Exercise inputs:
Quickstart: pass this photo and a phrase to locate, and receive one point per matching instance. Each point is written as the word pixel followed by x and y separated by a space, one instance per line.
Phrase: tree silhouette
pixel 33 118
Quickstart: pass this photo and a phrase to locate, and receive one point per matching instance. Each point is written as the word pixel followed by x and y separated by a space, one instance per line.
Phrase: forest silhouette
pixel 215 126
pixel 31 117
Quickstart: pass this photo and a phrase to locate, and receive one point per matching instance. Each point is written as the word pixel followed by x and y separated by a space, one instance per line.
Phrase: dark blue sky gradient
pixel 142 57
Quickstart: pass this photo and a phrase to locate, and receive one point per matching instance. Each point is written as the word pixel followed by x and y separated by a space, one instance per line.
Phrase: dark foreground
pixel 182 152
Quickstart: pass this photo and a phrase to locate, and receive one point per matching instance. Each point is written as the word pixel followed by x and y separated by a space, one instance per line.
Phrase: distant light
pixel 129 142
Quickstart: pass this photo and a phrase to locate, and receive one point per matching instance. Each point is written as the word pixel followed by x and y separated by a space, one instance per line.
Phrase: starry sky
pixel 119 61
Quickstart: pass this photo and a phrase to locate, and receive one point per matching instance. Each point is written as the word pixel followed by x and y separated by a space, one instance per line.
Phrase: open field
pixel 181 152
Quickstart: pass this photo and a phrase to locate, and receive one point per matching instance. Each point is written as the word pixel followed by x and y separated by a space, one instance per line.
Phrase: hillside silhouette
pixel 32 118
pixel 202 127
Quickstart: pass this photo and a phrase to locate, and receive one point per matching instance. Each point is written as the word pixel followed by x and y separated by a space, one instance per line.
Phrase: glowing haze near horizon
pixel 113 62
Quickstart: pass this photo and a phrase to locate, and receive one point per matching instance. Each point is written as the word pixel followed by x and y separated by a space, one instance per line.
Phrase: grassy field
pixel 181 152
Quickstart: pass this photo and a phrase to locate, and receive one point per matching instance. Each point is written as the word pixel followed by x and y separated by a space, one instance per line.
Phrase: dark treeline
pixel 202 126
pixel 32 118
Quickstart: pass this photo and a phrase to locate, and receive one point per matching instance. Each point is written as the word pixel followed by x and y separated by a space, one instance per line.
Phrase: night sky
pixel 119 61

Goal:
Express every line of the items above as a JSON list of strings, one string per line, leaving out any blank lines.

Task result:
[
  "Quickstart: pass this photo and a phrase to locate, and receive one point per matching instance. Each point is written as the word pixel followed by x and y separated by a space, one instance per line.",
  "Phrase: tree silhouette",
  "pixel 33 118",
  "Quickstart: pass this photo and a phrase to locate, and receive one point per matching instance. Each point is written as the word pixel followed by x and y separated by a space, one instance per line.",
  "Phrase: forest silhouette",
  "pixel 215 126",
  "pixel 31 117",
  "Quickstart: pass this photo and a phrase to locate, and receive one point per matching instance. Each point is written as the word pixel followed by x and y separated by a space, one instance per line.",
  "Phrase: dark blue sky gradient",
  "pixel 142 57",
  "Quickstart: pass this photo and a phrase to locate, and receive one point per matching instance. Each point is written as the word pixel followed by x and y separated by a space, one instance per line.",
  "Phrase: dark foreground",
  "pixel 182 152",
  "Quickstart: pass this photo and a phrase to locate, and receive one point per matching instance. Each point is written as the word pixel followed by x and y separated by a space, one instance per line.",
  "Phrase: distant light",
  "pixel 129 142",
  "Quickstart: pass this photo and a phrase to locate, and receive one point per matching instance. Each point is written as the word pixel followed by x and y separated by a space, one instance per line.",
  "Phrase: starry sky",
  "pixel 119 61",
  "Quickstart: pass this photo and a phrase to locate, and receive one point per matching instance. Each point is written as the word pixel followed by x and y separated by a space, one instance per line.",
  "Phrase: open field",
  "pixel 181 152",
  "Quickstart: pass this photo and a phrase to locate, and receive one point per matching instance. Each point is written as the word pixel followed by x and y separated by a space, one instance per line.",
  "Phrase: hillside silhouette",
  "pixel 32 118",
  "pixel 202 127",
  "Quickstart: pass this photo and a phrase to locate, and receive one point per matching instance. Each point is written as the word pixel followed by x and y separated by a space, one instance per line.",
  "Phrase: glowing haze near horizon",
  "pixel 113 62",
  "Quickstart: pass this photo and a phrase to locate, and receive one point per matching instance. Each point is written as the word pixel followed by x and y separated by a space, one instance per line.",
  "Phrase: grassy field",
  "pixel 181 152",
  "Quickstart: pass this photo and a phrase to locate, and receive one point per matching instance. Each point is written as the word pixel followed by x and y separated by a space, one instance per line.",
  "Phrase: dark treeline",
  "pixel 202 126",
  "pixel 32 118",
  "Quickstart: pass this photo and a phrase to locate, and receive one point per matching instance. Each point is written as the word pixel followed by x and y separated by a space, one instance per line.",
  "Phrase: night sky",
  "pixel 119 61"
]